■ YOUR OBJECTIVE: Extend the passage on Cut and Fill mining at the Project, picking up after its final sentence.

**** DOCUMENT PASSAGE

Mineralization is comprised of quartz veins and veinlets, vein stockworks, and hydrothermal breccias that carry gold, silver, and some microscopic sulfide minerals. The alteration halos extending outward in the wall rock away from the vein are typically small in extent and are overprinted by surficial oxidation and argillization. Soil and rock sampling results also indicate a very short dispersion of silver and gold from the mineralized veins structures. Strong silicification and lithocaps related to intermediate and advanced argillic alterations for San Ramón and San Matías, respectively, suggest a possible altered quartz-eye porphyry for Au disseminated deposit.

The primary mining method at the Project is Cut and Fill mining which is a cost-effective method to mine complex geology of Mine District.

Cut and Fill is a favored choice for steeply dipping and sometimes irregular ore bodies and preferred by mines that require the capability of selective mining and adaptability to variations in the rock mass. Cut and Fill mining is generally referred to as a medium & small-scale mining method. Mining is carried out in horizontal slices along the stopes, where the bottom slice is mined first. The excavated area is then backfilled, and production continues upwards. Each production level is accomplished by drifting until the entire slice has been mined. The slice is then backfilled, and the fill becomes the working platform from which the next slice is mined.

Mucking is done for providing access to the top slices within the stope. When a stope is completed, a new access drift from the ramp is created to continue the production within the upper stope. One of the advantages of Cut and Fill mining is the possibility to reuse waste for backfill material, such as waste rock from development.

After of Industrial Safety revisions and underground precision surveys, the first steps of Cut and Fill start with selection of economical mineable widths and the marking of it along the roof of the stope, then a second step depends on the hangingwall conditions and regularity of the mineral grades along vein, normally if the grade is irregular, the process continues with the stope drilling and only the charging and blasting of the best grades zones (mineable width selection), then miners ventilate the blast fumes and the ore selected by selection is mucked out and dumped into an orepass or onto a truck, finally miners continues with charging and blasting of the marginal grades or waste, this material will be used of backfilling.

********
**** RECORDS

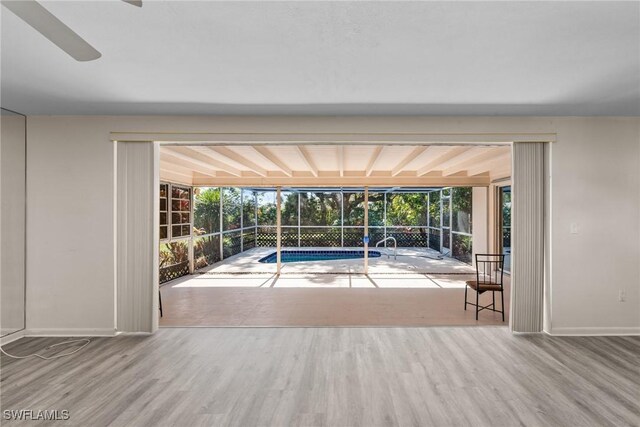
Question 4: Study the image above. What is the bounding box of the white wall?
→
[27,116,640,333]
[471,187,490,265]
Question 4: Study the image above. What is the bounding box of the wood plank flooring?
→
[0,327,640,427]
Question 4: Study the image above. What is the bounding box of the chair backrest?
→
[476,254,504,286]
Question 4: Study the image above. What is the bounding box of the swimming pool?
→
[258,250,380,264]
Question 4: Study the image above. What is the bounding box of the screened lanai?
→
[160,183,473,283]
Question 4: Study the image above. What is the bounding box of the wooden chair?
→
[464,254,504,322]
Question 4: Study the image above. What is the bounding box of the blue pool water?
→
[258,250,380,264]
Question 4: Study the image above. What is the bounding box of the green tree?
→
[193,187,220,235]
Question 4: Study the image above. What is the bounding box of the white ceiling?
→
[1,0,640,115]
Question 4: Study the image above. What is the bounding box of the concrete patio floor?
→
[160,248,510,327]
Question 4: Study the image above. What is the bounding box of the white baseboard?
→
[548,326,640,336]
[24,328,116,337]
[0,329,24,345]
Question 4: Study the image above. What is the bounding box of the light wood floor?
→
[160,274,510,327]
[1,327,640,427]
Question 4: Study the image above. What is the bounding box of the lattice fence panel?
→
[451,233,473,264]
[387,227,429,248]
[193,236,220,269]
[160,261,189,283]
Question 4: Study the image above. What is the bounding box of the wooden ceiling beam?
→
[160,152,216,177]
[163,146,242,176]
[365,145,384,176]
[295,145,318,177]
[207,146,267,176]
[250,145,293,177]
[391,145,431,176]
[442,147,511,176]
[194,174,490,187]
[467,152,511,176]
[416,146,472,176]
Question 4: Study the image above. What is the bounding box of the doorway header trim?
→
[110,132,557,145]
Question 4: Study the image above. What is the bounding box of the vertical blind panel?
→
[511,142,545,332]
[116,142,158,332]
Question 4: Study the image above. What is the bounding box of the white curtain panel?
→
[511,142,546,332]
[116,142,159,333]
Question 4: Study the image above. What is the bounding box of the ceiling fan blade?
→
[2,0,102,61]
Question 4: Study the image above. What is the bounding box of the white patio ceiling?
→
[160,144,511,186]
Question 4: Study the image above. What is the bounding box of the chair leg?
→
[464,284,469,310]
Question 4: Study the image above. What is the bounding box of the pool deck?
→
[160,248,509,327]
[197,247,475,275]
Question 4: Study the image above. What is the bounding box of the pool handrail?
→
[376,236,398,261]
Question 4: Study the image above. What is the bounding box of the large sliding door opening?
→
[159,145,510,326]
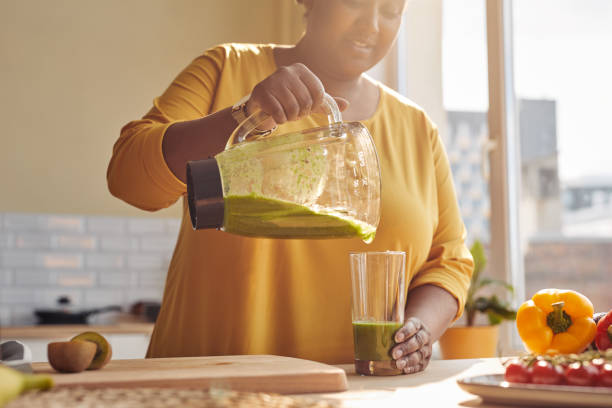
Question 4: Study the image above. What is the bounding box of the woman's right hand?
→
[246,63,348,130]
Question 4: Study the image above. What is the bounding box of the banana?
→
[0,364,53,407]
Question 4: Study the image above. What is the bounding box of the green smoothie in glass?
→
[353,321,403,375]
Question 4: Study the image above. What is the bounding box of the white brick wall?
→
[0,213,180,326]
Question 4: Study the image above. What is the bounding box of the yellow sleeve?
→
[106,46,226,211]
[410,127,474,320]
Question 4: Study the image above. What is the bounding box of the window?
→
[512,0,612,311]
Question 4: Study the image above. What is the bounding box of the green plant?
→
[465,240,516,326]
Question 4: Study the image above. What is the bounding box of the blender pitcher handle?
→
[225,93,342,149]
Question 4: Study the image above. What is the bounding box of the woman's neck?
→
[274,40,366,101]
[274,41,380,120]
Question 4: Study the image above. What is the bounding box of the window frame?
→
[486,0,525,350]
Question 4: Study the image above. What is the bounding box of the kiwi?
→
[47,340,97,373]
[70,331,113,370]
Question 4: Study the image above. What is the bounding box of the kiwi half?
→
[70,331,113,370]
[47,340,97,373]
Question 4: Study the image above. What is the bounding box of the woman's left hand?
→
[391,317,432,374]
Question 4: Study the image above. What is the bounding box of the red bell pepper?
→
[595,310,612,350]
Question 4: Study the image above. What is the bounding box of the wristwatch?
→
[232,94,276,136]
[232,94,251,125]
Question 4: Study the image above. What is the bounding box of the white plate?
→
[457,374,612,407]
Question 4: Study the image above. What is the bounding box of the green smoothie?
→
[223,194,376,243]
[353,322,403,361]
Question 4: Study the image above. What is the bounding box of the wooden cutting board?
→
[32,355,347,394]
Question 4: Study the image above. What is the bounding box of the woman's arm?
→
[392,117,474,373]
[162,107,237,183]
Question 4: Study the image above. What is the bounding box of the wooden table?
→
[303,358,508,408]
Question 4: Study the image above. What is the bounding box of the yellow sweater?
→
[107,44,473,363]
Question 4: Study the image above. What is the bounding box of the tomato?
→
[504,361,531,383]
[564,362,599,387]
[597,363,612,387]
[531,360,563,384]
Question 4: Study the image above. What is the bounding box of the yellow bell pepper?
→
[516,289,597,354]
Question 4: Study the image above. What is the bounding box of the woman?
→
[108,0,473,373]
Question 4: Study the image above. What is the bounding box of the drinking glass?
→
[349,251,406,375]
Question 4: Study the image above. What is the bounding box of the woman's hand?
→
[391,317,432,374]
[246,63,348,130]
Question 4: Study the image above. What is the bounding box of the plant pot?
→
[438,326,499,360]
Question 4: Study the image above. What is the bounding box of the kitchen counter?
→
[302,358,506,408]
[11,356,596,408]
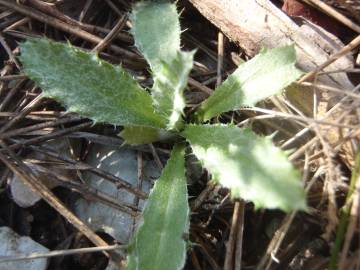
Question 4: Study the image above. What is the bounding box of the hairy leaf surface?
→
[152,51,194,130]
[183,125,305,210]
[197,46,302,121]
[126,145,189,270]
[20,39,166,128]
[131,1,181,72]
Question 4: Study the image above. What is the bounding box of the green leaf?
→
[120,126,174,145]
[131,1,194,130]
[197,46,303,121]
[126,145,189,270]
[20,39,165,128]
[152,51,194,130]
[182,125,306,211]
[131,1,181,72]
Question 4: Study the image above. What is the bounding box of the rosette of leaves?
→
[20,1,306,270]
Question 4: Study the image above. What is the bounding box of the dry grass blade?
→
[0,142,121,265]
[0,245,125,264]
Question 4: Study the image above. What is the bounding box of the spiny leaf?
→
[120,126,174,145]
[131,1,181,72]
[20,39,165,128]
[152,51,194,130]
[126,145,189,270]
[197,46,302,121]
[183,125,306,210]
[131,1,194,130]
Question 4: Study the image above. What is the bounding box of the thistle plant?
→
[20,1,306,270]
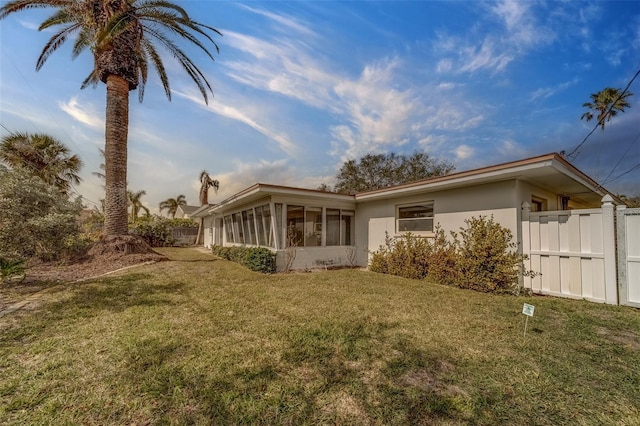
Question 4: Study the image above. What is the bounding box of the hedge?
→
[211,246,276,274]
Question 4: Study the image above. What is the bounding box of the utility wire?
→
[567,68,640,160]
[604,163,640,184]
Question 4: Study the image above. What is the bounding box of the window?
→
[286,206,304,247]
[327,209,340,246]
[531,196,547,212]
[340,210,356,246]
[224,216,235,243]
[304,207,322,247]
[397,201,433,232]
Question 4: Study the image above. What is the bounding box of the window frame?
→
[395,200,436,236]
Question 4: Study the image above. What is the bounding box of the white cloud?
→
[531,78,578,101]
[176,92,298,156]
[239,4,314,35]
[58,97,104,130]
[454,145,475,161]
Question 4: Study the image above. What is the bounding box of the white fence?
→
[617,207,640,308]
[522,195,616,304]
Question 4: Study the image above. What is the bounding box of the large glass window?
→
[286,206,304,247]
[304,207,322,247]
[224,216,235,243]
[398,201,433,232]
[242,209,257,245]
[255,206,267,246]
[274,203,284,249]
[327,209,340,246]
[256,204,275,247]
[340,210,356,246]
[233,213,244,244]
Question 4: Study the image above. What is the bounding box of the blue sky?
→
[0,1,640,213]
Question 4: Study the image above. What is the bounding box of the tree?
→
[127,190,149,223]
[200,170,220,206]
[0,0,221,237]
[159,194,187,219]
[335,152,455,194]
[0,133,82,193]
[0,169,82,260]
[580,87,633,131]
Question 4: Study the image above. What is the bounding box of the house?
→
[194,153,620,269]
[174,205,200,219]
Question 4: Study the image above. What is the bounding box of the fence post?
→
[602,194,618,305]
[520,201,533,288]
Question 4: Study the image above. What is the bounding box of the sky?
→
[0,0,640,213]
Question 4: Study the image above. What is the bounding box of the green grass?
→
[0,249,640,425]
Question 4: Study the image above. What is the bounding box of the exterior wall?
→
[204,196,356,271]
[356,181,526,266]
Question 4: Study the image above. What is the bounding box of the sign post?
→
[522,303,536,337]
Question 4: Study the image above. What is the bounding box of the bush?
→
[453,216,531,292]
[0,257,27,283]
[369,216,535,293]
[129,216,174,247]
[211,246,276,274]
[369,233,431,279]
[0,170,82,260]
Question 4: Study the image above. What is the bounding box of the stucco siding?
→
[356,180,521,266]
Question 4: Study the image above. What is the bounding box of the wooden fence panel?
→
[522,196,616,304]
[617,207,640,308]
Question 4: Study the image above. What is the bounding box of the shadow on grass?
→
[12,273,184,328]
[110,318,472,424]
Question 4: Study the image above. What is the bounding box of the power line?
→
[567,68,640,160]
[603,133,640,182]
[604,163,640,184]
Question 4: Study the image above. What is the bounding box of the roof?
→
[355,153,622,204]
[178,206,201,214]
[193,153,622,217]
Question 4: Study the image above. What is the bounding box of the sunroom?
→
[201,184,356,269]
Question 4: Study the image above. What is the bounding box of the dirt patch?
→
[0,236,168,312]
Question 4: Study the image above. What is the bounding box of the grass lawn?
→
[0,249,640,425]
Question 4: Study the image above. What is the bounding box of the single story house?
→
[194,153,619,270]
[174,205,200,219]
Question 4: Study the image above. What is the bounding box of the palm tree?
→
[127,190,149,223]
[200,170,220,206]
[0,0,221,237]
[580,87,633,131]
[0,133,82,193]
[159,194,187,219]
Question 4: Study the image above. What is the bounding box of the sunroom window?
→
[397,201,433,232]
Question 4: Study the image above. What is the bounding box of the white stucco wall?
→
[356,181,527,266]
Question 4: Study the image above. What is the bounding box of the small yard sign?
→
[522,303,536,317]
[522,303,536,337]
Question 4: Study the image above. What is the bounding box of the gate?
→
[522,195,616,304]
[617,206,640,308]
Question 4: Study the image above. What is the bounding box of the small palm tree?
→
[127,190,149,223]
[580,87,633,131]
[200,170,220,206]
[0,133,82,193]
[159,194,187,219]
[0,0,220,237]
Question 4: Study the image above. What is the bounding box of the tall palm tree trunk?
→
[104,74,129,236]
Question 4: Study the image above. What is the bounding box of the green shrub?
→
[369,216,535,293]
[0,257,27,283]
[454,216,532,292]
[369,233,432,279]
[129,216,174,247]
[0,170,82,261]
[211,246,276,274]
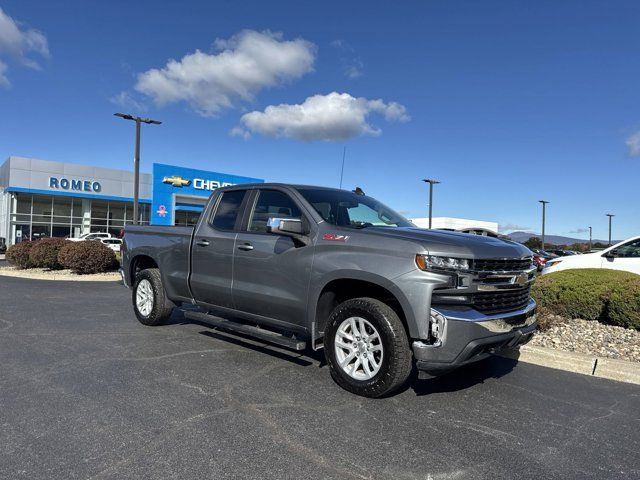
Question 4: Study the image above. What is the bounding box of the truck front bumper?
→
[412,299,537,378]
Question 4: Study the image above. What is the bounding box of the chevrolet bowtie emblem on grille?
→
[513,273,529,285]
[162,175,191,188]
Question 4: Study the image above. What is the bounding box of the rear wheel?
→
[324,297,412,397]
[132,268,175,326]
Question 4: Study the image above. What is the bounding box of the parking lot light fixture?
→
[538,200,550,250]
[605,213,615,246]
[422,178,440,230]
[114,113,162,225]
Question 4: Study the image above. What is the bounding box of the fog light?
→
[429,310,446,343]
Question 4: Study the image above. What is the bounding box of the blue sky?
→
[0,0,640,238]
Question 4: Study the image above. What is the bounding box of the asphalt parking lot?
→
[0,277,640,479]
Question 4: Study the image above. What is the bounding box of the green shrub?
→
[58,241,118,275]
[6,241,35,268]
[29,237,68,270]
[531,268,640,330]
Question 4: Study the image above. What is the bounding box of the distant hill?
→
[507,232,620,245]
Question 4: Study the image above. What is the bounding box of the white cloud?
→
[232,92,411,142]
[109,92,147,112]
[0,8,49,87]
[135,30,316,116]
[626,131,640,157]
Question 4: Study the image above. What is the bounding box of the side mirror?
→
[267,217,309,237]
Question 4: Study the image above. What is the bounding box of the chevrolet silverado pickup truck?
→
[122,183,536,397]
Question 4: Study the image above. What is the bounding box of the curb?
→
[0,269,122,282]
[498,345,640,385]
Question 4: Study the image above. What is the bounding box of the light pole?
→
[114,113,162,225]
[422,178,440,230]
[605,213,615,246]
[538,200,549,250]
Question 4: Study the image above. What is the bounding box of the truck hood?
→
[361,227,531,258]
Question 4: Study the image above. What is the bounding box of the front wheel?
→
[324,297,412,398]
[133,268,174,326]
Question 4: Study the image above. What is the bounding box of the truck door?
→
[191,190,247,308]
[233,189,314,325]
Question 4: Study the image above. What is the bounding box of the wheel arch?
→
[309,272,417,338]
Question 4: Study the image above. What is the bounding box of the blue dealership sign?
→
[151,163,264,225]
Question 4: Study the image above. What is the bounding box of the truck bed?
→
[124,225,194,301]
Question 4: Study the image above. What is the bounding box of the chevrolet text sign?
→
[151,163,264,225]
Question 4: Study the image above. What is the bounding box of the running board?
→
[184,311,307,352]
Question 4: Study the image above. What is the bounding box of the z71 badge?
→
[322,233,349,242]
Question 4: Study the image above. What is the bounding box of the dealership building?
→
[0,157,264,245]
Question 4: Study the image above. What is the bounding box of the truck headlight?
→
[416,255,470,270]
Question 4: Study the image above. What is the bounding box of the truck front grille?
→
[472,286,530,314]
[472,257,531,272]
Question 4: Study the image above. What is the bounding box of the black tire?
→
[324,297,413,398]
[131,268,175,326]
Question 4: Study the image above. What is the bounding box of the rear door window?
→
[249,190,302,232]
[211,190,246,230]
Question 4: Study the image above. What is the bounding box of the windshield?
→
[298,188,414,228]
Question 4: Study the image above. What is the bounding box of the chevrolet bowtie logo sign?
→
[162,175,191,188]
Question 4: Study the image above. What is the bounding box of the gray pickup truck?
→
[122,183,536,397]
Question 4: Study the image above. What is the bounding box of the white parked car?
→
[542,237,640,275]
[69,232,114,242]
[100,238,122,253]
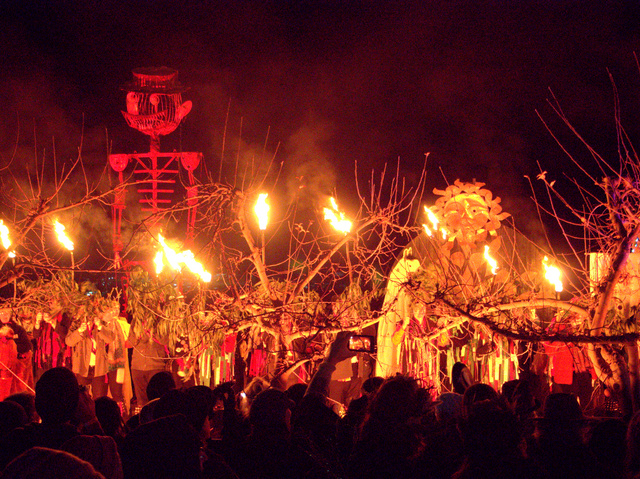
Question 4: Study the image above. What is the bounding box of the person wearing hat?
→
[0,308,32,400]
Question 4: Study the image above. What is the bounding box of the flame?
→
[182,250,211,283]
[153,251,164,274]
[153,234,212,283]
[484,245,498,275]
[53,220,73,251]
[0,220,16,258]
[422,206,448,240]
[253,193,271,231]
[324,197,353,234]
[542,256,562,293]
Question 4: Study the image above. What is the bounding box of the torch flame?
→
[253,193,271,231]
[422,206,448,240]
[153,251,164,274]
[153,234,212,283]
[484,245,498,275]
[542,256,562,293]
[0,220,16,258]
[53,220,73,251]
[182,250,211,283]
[324,197,353,235]
[424,206,440,230]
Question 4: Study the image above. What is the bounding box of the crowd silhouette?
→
[0,333,640,479]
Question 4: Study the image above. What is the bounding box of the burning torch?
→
[542,256,562,299]
[253,193,271,264]
[53,220,75,281]
[0,220,18,299]
[323,197,353,283]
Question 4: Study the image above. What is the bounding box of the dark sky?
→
[0,0,640,244]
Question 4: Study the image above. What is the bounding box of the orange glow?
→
[153,251,164,274]
[484,245,498,275]
[324,197,353,235]
[53,220,73,251]
[153,234,212,283]
[253,193,271,231]
[542,256,562,293]
[0,220,16,258]
[422,206,448,240]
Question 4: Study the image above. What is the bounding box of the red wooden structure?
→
[109,67,202,267]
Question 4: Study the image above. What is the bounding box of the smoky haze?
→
[0,0,640,262]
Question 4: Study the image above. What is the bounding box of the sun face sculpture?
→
[431,180,510,245]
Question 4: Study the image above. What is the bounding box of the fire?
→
[484,245,498,275]
[153,251,164,274]
[53,220,73,251]
[253,193,271,231]
[0,220,16,258]
[182,250,211,283]
[324,197,353,234]
[153,234,211,283]
[542,256,562,293]
[422,206,447,240]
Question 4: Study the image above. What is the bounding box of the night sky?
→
[0,0,640,248]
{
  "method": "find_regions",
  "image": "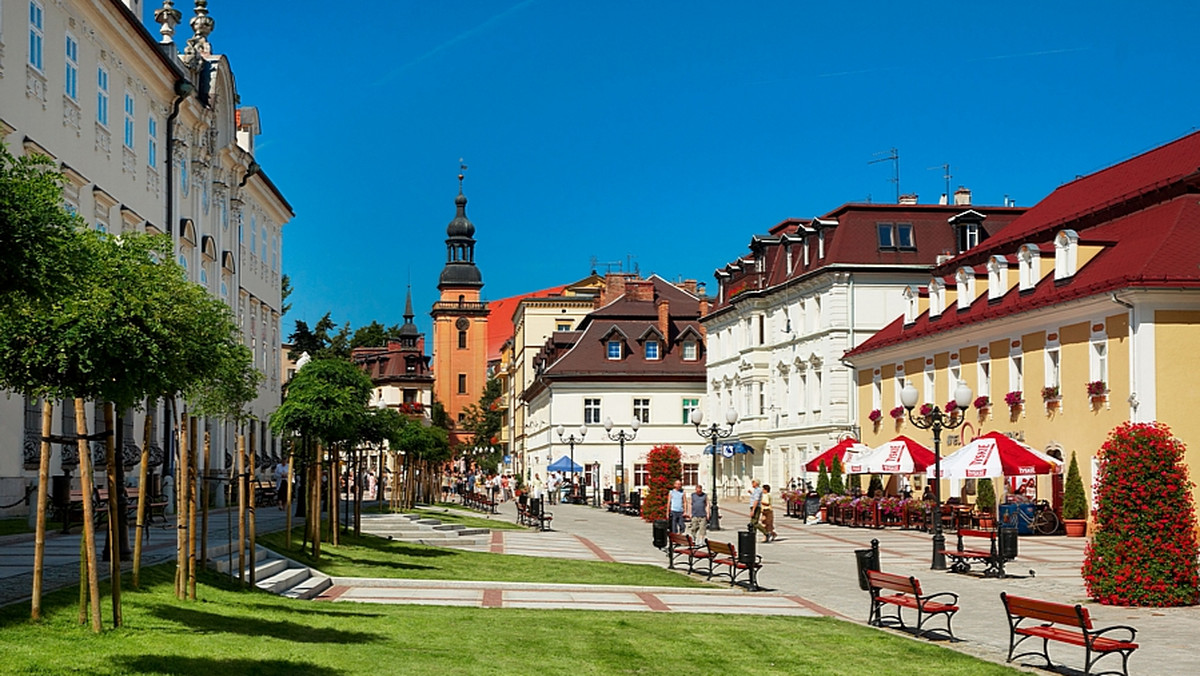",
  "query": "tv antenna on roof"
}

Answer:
[868,148,900,204]
[925,162,954,204]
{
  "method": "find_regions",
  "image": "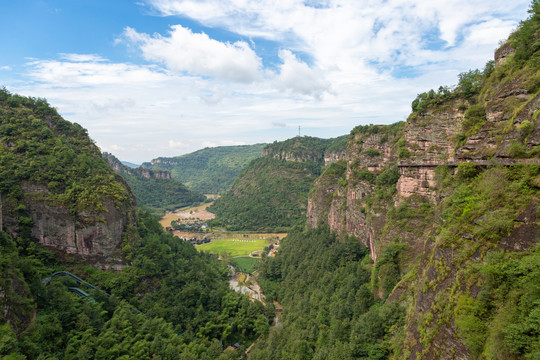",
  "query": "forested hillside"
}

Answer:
[252,1,540,360]
[208,136,345,231]
[141,144,265,194]
[0,89,272,359]
[103,153,205,215]
[251,227,405,360]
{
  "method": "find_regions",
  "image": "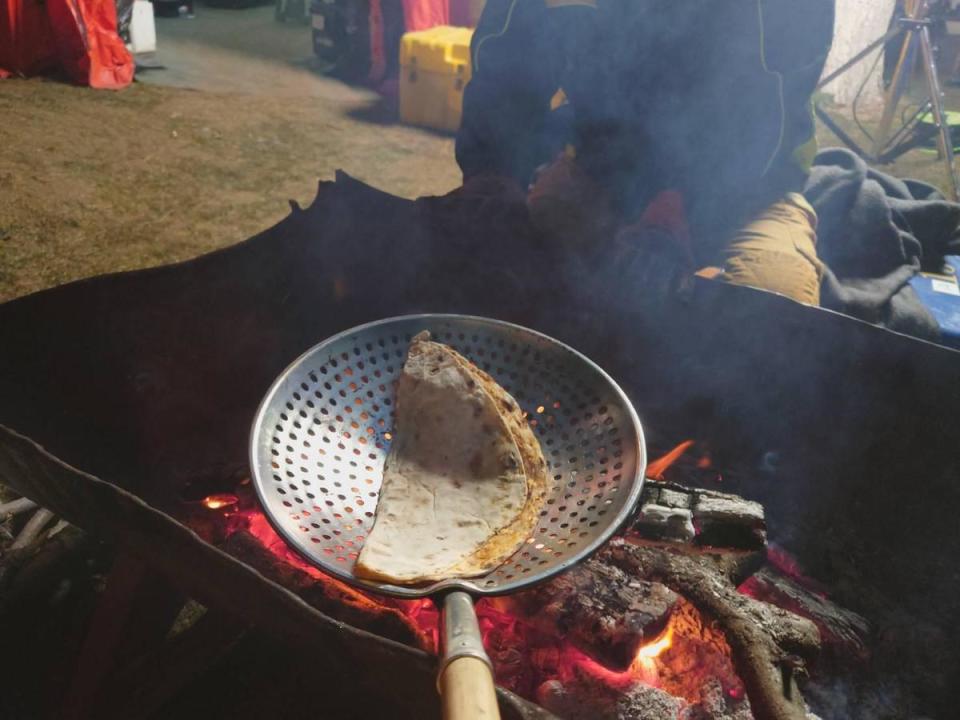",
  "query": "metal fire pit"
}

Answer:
[0,174,960,716]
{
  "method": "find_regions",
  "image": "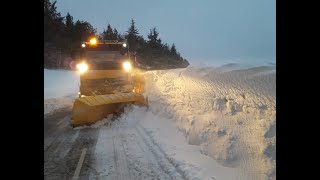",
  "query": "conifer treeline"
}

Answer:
[44,0,189,69]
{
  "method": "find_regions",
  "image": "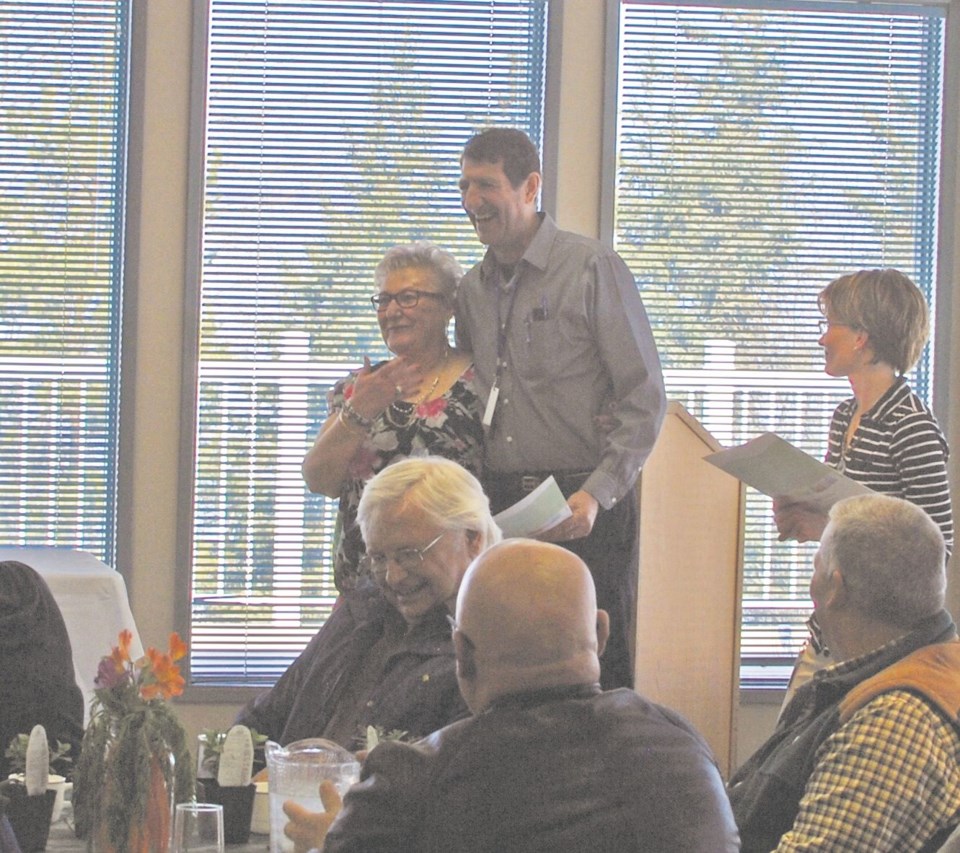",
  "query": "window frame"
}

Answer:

********

■ THE RESPONSE:
Before continuing with the next round, the rocks need to be reinforced. How this is done is decided by the mine for each situation. The mining continues until the entire slice of the ore has been mined. Since the mining can be tailored to suit the shape of the orebody, it is possible to minimize dilution of waste rock.

In order to access more production points, a second entrance can be opened at another level in the ore body and excavated in parallel. The equipment used for mining the ore is usually the same as what is used for development. As the ore body is mined, the rock stresses increase in the pillar above the mine area. Cut and Fill method has the advantage of high selectivity with good ore recovery and low dilution.

Waste rock is moved from development to stopping whenever possible; if an area does notexist for wastefill for immediate disposal of waste rock, it is moved to surface waste rock deposit (Tepetatera), then the waste rock is hauled back into the mine as neededto the stopes for final disposal, normally the narrow veins are self-sufficient for backfill.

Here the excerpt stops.